Excerpt to read >>
What is the most secure seed for random number generation?

Question

What are the most secure sources of entropy to seed a random number generator? This question is language and platform independent and applies to any machine on a network. Ideally I'm looking for sources available to a machine in a cloud environment or server provided by a hosting company.

There are two important weaknesses to keep in mind. The use of time for sending a random number generator is a violation of CWE-337. The use of a small seed space would be a violation of CWE-339.

If you attach a geiger counter to your computer and pull the information from there, that would probably be the most random that is "commonly" available. — James Black
@Neil Butterworth Security in the sense of random number generation is always going to be a value that is difficult for the attacker to guess. — rook
@The Rock - So the server isn't generating the seed? Without more details this is a hard question to answer, as any passing of a seed will involve encrypting it with more than https, and then you have problems with key management. This is especially true for cloud computing, as you have to assume the sysadmins are not to be trusted. You may want to read "Programming Satan's Computer" to understand more about his: lambda-the-ultimate.org/node/3482 — James Black

Thomas Pornin Thomas Pornin · Accepted Answer · 2010-08-20T15:04:02

Here are a few thoughts. If you are impatient, skip to the conclusion, at the end.

1. What is a secure seed ?

Security is defined only relatively to an attack model. We want here a sequence of n bits, that has n bits of entropy with regards to the attacker: in plain words, that any of the possible 2ⁿ values for that sequence are equally probable from the attacker point of view.

This is a model which relates to the information available to the attacker. The application which generates and uses the seed (normally in a PRNG) knows the exact seed; whether the seed is "secure" is not an absolute property of the seed or even of the seed generation process. What matters is the amount of information that the attacker has about the generation process. This level of information varies widely depending on the situation; e.g. on a multi-user system (say Unix-like, with hardware-enforced separation of applications), precise timing of memory accesses can reveal information on how a nominally protected process reads memory. Even a remote attacker can obtain such information; this has been demonstrated (in lab conditions) on AES encryption (typical AES implementations use internal tables, with access patterns which depend on the key; the attacker forces cache misses and detects them through precise timing of responses of the server).

The seed lifetime must be taken into account. The seed is secure as long as it remains unknown to the attacker; this property must hold true afterwards. In particular, it shall not be possible to recover the seed from excerpts of the subsequent PRNG output. Ideally, even obtaining the complete PRNG state at some point should offer no clue as to whatever bits the PRNG produced beforehand.

Extracted records >>
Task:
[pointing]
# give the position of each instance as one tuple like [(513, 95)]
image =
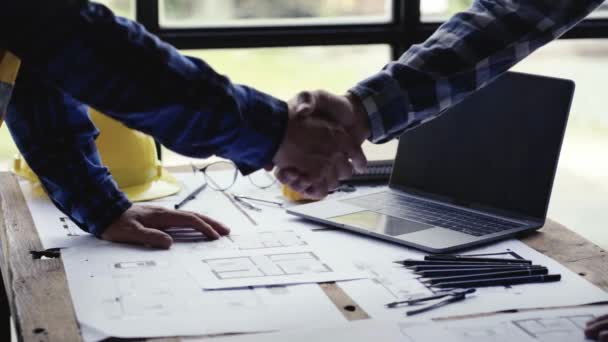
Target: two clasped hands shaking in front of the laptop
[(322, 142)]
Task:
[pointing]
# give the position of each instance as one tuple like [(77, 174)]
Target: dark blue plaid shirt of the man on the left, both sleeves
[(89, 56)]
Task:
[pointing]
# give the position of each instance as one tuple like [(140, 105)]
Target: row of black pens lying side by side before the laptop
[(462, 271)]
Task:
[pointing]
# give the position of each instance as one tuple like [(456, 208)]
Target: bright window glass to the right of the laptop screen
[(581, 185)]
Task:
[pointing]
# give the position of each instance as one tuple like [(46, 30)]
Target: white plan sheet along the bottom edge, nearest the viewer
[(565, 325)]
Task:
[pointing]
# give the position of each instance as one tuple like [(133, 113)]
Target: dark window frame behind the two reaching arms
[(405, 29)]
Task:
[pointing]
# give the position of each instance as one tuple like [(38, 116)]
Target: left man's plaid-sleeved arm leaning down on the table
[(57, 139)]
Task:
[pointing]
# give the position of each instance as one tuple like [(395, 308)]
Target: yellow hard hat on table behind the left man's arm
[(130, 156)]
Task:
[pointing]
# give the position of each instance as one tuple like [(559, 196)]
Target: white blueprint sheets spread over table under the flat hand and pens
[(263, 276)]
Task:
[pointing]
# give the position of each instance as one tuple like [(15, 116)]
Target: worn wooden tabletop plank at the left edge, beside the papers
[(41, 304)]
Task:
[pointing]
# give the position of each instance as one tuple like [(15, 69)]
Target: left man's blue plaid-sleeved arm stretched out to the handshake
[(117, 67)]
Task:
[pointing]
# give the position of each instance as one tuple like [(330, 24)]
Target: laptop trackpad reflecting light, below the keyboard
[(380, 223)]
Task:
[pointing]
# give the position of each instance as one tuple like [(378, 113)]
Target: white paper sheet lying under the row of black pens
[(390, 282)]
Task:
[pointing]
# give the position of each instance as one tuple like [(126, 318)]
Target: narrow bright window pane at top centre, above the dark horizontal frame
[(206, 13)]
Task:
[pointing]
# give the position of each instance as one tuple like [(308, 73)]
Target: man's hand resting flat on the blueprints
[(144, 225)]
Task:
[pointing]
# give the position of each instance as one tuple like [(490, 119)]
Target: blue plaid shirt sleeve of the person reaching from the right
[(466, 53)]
--
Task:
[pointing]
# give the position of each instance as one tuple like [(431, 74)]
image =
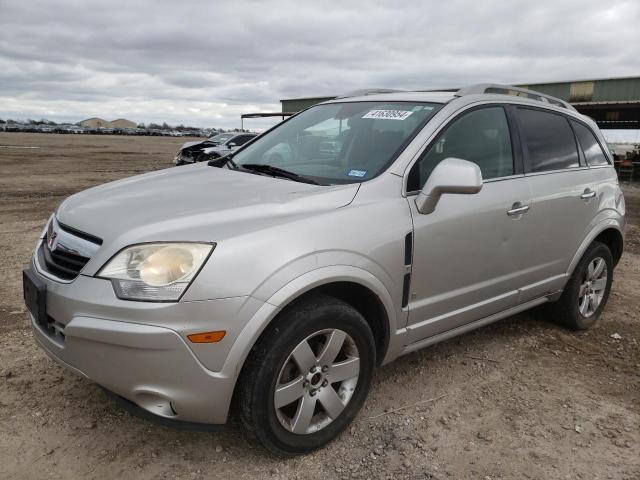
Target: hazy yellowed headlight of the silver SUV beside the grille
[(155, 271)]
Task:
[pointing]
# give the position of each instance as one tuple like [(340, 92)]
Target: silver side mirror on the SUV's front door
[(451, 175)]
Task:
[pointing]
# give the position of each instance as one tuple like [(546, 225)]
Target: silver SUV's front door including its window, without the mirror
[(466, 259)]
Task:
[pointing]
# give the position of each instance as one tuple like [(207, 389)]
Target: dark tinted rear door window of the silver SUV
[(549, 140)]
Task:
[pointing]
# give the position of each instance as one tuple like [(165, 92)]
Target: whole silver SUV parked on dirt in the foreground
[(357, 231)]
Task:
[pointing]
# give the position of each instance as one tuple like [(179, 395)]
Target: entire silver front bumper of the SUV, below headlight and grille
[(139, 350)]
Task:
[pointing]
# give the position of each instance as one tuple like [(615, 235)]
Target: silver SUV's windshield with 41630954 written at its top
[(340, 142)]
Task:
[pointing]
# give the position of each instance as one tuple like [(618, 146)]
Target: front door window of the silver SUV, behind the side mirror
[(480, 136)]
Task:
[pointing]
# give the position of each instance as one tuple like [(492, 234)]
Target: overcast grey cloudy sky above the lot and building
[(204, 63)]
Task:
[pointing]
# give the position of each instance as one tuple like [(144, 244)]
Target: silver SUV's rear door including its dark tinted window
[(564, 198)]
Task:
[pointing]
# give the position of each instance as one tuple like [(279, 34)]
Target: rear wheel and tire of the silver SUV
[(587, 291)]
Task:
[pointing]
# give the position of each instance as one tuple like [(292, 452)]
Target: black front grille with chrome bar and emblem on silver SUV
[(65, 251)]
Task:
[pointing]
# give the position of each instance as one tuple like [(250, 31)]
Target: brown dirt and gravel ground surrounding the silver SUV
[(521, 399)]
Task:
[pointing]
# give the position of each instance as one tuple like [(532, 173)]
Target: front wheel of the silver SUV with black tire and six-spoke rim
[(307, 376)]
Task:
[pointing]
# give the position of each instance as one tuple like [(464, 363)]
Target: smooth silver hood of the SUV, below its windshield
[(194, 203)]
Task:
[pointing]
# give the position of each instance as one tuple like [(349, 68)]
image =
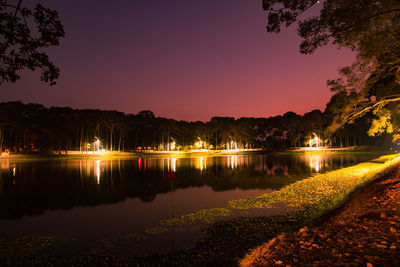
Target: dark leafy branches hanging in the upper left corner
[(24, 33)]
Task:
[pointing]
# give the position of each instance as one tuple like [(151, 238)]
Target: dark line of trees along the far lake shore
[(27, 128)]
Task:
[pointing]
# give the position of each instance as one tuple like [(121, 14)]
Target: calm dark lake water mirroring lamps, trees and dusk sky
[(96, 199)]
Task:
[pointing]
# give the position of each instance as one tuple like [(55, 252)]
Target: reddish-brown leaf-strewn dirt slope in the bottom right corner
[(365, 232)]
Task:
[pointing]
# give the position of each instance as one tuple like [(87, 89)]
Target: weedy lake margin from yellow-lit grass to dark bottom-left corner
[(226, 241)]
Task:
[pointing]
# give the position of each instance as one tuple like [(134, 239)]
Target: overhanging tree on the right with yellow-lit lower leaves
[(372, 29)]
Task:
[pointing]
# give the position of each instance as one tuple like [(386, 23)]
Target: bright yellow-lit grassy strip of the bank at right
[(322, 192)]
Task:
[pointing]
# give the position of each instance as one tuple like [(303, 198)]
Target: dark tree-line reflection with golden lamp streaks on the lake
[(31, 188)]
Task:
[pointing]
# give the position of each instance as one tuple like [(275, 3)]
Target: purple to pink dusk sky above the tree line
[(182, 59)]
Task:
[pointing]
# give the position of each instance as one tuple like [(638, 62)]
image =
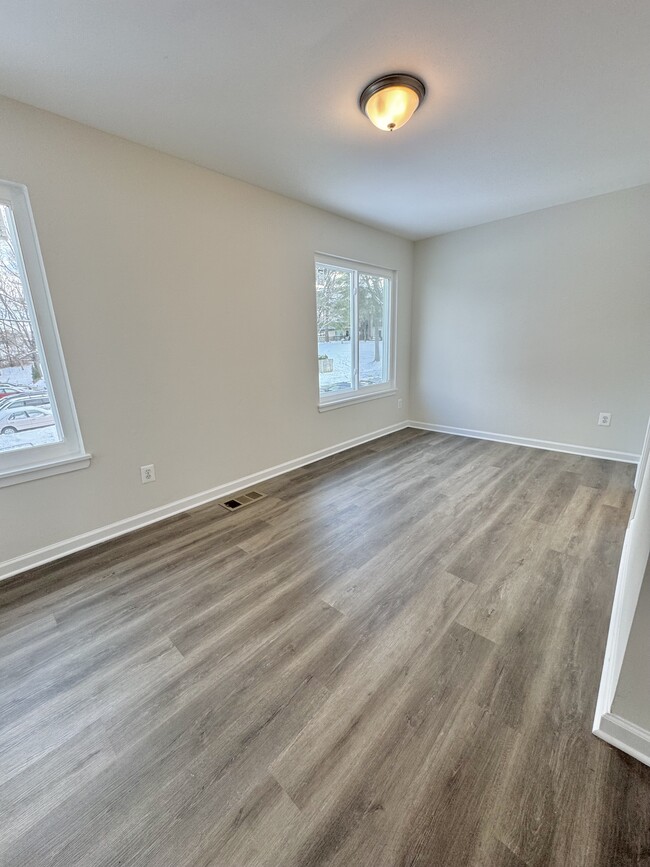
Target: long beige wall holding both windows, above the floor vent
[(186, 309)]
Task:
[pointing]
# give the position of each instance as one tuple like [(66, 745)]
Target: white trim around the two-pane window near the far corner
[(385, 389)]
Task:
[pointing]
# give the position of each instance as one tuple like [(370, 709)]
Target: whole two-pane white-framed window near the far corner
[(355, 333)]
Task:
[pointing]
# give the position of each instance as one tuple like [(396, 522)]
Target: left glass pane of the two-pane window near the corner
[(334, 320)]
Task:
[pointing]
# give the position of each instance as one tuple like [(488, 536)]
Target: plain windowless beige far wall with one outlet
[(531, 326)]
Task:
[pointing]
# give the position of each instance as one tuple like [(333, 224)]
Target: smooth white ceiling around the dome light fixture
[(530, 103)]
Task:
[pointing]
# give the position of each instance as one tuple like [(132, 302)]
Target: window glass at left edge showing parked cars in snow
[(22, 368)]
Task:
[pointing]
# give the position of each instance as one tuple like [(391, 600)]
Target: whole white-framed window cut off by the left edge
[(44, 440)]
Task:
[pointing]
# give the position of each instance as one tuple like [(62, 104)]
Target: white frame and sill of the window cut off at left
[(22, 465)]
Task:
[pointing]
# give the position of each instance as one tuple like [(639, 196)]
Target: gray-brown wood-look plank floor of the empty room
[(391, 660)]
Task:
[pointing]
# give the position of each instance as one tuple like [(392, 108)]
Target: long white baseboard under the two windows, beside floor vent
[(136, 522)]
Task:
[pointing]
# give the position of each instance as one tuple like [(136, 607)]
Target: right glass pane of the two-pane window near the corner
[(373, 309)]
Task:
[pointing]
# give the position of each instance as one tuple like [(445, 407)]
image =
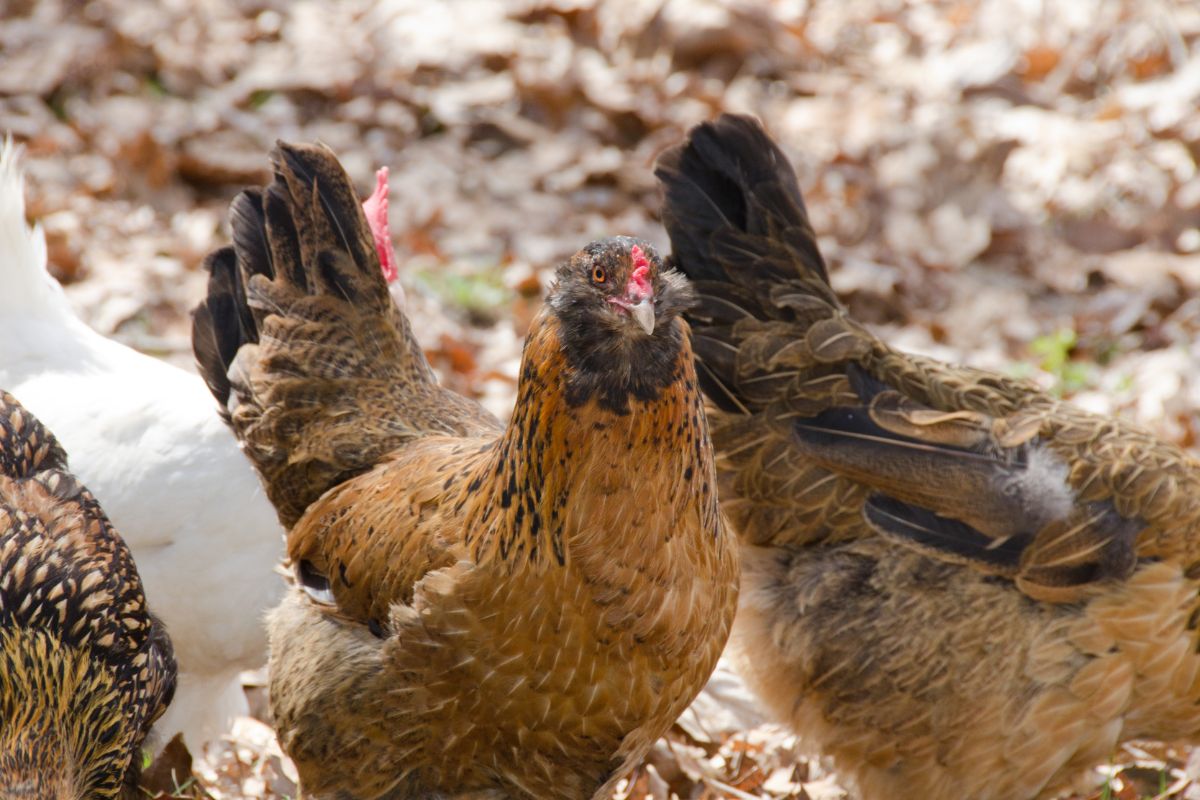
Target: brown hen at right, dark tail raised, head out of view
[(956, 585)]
---
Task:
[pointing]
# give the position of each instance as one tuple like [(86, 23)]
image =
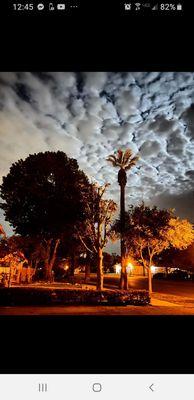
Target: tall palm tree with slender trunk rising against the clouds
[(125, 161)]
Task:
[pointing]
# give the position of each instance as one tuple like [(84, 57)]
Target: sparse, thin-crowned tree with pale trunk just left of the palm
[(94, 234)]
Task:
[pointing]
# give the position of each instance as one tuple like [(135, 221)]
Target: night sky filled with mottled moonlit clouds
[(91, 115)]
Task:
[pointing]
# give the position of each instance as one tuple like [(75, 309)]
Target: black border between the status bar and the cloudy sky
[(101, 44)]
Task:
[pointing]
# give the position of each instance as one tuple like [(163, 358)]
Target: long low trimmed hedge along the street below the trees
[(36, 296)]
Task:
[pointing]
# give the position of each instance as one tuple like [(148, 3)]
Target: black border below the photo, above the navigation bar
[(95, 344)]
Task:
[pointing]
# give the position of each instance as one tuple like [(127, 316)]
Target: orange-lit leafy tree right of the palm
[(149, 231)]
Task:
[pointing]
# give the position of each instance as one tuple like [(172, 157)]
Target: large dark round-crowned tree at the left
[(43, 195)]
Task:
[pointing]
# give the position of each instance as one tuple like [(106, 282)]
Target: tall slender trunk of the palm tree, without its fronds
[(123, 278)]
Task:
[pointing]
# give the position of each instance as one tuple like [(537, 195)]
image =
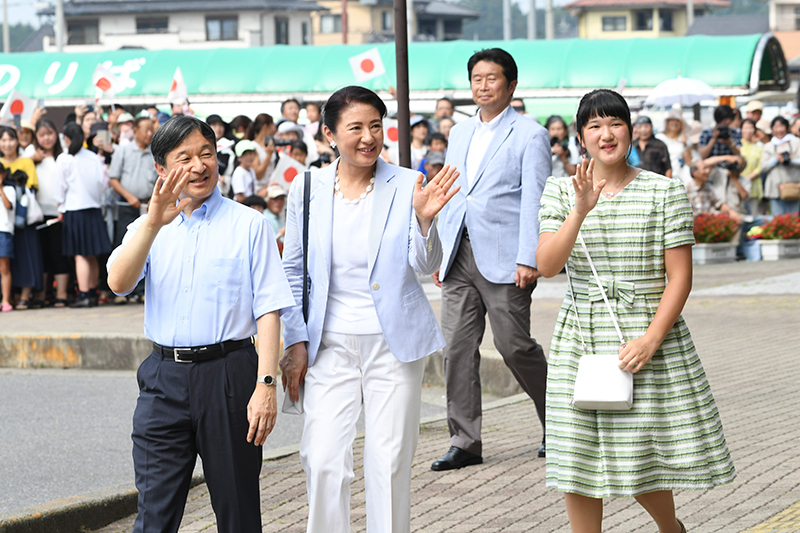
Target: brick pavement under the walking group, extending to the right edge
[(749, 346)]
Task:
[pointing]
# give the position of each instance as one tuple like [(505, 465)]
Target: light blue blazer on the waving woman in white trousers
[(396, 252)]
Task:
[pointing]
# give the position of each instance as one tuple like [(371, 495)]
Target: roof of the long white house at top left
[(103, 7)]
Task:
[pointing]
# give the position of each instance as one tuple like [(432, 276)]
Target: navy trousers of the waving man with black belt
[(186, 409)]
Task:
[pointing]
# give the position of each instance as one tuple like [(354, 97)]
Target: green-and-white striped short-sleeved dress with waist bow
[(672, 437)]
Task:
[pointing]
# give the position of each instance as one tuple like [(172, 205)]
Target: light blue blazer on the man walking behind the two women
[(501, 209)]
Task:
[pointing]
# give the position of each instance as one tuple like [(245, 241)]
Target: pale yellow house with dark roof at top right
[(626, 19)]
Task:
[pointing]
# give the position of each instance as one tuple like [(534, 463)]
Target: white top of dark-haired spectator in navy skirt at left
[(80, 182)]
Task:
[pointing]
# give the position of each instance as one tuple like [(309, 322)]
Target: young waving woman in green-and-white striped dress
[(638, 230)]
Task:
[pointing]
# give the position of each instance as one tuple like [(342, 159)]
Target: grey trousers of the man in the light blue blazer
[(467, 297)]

Problem description >> In the thread on secure random seeds, which CWE is violated by seeding a random number generator with the time? These rows have no connection to the thread on secure random seeds.

Solved problem >> CWE-337.